Extracted data entries
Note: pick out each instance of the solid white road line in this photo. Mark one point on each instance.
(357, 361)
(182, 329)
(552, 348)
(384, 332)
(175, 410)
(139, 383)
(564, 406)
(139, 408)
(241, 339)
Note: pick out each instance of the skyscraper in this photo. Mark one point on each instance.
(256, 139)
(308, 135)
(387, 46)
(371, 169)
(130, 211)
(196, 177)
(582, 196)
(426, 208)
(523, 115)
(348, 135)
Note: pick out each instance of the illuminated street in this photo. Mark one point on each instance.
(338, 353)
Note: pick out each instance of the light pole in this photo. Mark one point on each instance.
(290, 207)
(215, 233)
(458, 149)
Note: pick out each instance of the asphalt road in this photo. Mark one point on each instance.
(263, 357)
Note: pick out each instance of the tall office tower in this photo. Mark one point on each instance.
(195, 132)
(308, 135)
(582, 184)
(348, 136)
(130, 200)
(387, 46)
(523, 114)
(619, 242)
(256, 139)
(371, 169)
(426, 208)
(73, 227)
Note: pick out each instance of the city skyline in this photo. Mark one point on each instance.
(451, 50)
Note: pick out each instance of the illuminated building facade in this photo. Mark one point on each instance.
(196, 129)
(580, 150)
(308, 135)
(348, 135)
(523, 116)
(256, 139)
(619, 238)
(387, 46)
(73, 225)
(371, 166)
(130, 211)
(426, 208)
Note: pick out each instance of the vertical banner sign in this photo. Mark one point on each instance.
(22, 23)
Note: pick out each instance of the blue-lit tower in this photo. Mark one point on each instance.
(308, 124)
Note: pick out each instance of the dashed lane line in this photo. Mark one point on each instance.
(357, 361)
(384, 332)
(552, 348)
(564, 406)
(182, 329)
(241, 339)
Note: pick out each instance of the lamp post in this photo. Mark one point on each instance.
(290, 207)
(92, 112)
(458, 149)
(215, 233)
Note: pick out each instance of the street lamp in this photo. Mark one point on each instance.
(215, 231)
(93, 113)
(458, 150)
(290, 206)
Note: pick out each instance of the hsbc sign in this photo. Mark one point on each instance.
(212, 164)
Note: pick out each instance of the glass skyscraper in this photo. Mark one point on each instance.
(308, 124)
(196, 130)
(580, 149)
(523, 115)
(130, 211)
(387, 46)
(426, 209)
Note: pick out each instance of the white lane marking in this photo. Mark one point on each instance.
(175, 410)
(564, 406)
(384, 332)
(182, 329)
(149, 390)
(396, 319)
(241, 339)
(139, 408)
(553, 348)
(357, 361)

* Exercise description *
Render the entries above as a Markdown table with two columns, "Row" for the line number and "Entry" for the line itself. Omit any blank lines.

* Exercise response *
| Row | Entry |
|---|---|
| 1 | Note: pick out each instance of the solid white road line in this photo. Mark one point on each instance. |
| 2 | (357, 361) |
| 3 | (182, 329) |
| 4 | (552, 348) |
| 5 | (384, 332) |
| 6 | (175, 410) |
| 7 | (139, 383) |
| 8 | (564, 406) |
| 9 | (139, 408) |
| 10 | (241, 339) |
| 11 | Note: pick out each instance of the skyscraper in this photo. Mark one point on each instance. |
| 12 | (256, 139) |
| 13 | (308, 135) |
| 14 | (387, 46) |
| 15 | (371, 169) |
| 16 | (130, 211) |
| 17 | (196, 177) |
| 18 | (582, 196) |
| 19 | (426, 208) |
| 20 | (523, 115) |
| 21 | (348, 135) |
| 22 | Note: pick out each instance of the illuminated street in this photo. Mark one point on each instance. |
| 23 | (338, 353) |
| 24 | Note: pick out each instance of the light pole in this photo. Mark one point on each instance. |
| 25 | (290, 207) |
| 26 | (215, 233) |
| 27 | (458, 149) |
| 28 | Note: pick out each instance of the asphalt road in this photo. Mark one point on each instance. |
| 29 | (263, 357) |
| 30 | Note: pick out each instance of the tall office tower in this photo. Mark one point on each instance. |
| 31 | (195, 132) |
| 32 | (308, 135) |
| 33 | (582, 184) |
| 34 | (348, 136) |
| 35 | (130, 200) |
| 36 | (387, 46) |
| 37 | (523, 114) |
| 38 | (619, 242) |
| 39 | (256, 139) |
| 40 | (371, 169) |
| 41 | (426, 208) |
| 42 | (73, 227) |
| 43 | Note: pick out each instance of the city skyline in this photo. Mark one point on each instance. |
| 44 | (451, 50) |
| 45 | Note: pick out each instance of the illuminated building facade in this photo. Mark one point on each instance. |
| 46 | (196, 129) |
| 47 | (580, 150) |
| 48 | (308, 135) |
| 49 | (348, 135) |
| 50 | (523, 116) |
| 51 | (256, 139) |
| 52 | (619, 238) |
| 53 | (387, 46) |
| 54 | (73, 225) |
| 55 | (371, 166) |
| 56 | (130, 211) |
| 57 | (426, 208) |
| 58 | Note: pick out each instance of the vertical banner sign in this photo. Mark one point on each instance. |
| 59 | (22, 23) |
| 60 | Note: pick out each instance of the blue-lit tower in this photo. Mark one point on each instance. |
| 61 | (308, 124) |
| 62 | Note: pick out each instance of the dashed lane line in this photo. Mark one point on each instance. |
| 63 | (357, 361) |
| 64 | (384, 332) |
| 65 | (552, 348) |
| 66 | (564, 406) |
| 67 | (182, 329) |
| 68 | (241, 339) |
| 69 | Note: pick out each instance of the lamp post in this photo. Mark one point on each instance. |
| 70 | (290, 207) |
| 71 | (92, 112) |
| 72 | (458, 149) |
| 73 | (215, 233) |
| 74 | Note: pick out each instance of the street lamp in this photo. Mark one point on each instance. |
| 75 | (215, 231) |
| 76 | (93, 113) |
| 77 | (458, 150) |
| 78 | (290, 206) |
| 79 | Note: pick out each instance of the hsbc sign in this photo. Mark one point on each instance. |
| 80 | (212, 164) |
| 81 | Note: pick out each instance of the glass skyscraper in this photo. Mark one point on each instance. |
| 82 | (308, 124) |
| 83 | (196, 130) |
| 84 | (580, 149) |
| 85 | (523, 115) |
| 86 | (130, 211) |
| 87 | (387, 46) |
| 88 | (426, 209) |
| 89 | Note: pick out each instance of the white lane marking in this photo. Mark one point on each instance. |
| 90 | (175, 410) |
| 91 | (564, 406) |
| 92 | (384, 332) |
| 93 | (182, 329) |
| 94 | (149, 390) |
| 95 | (396, 319) |
| 96 | (241, 339) |
| 97 | (139, 408) |
| 98 | (553, 348) |
| 99 | (357, 361) |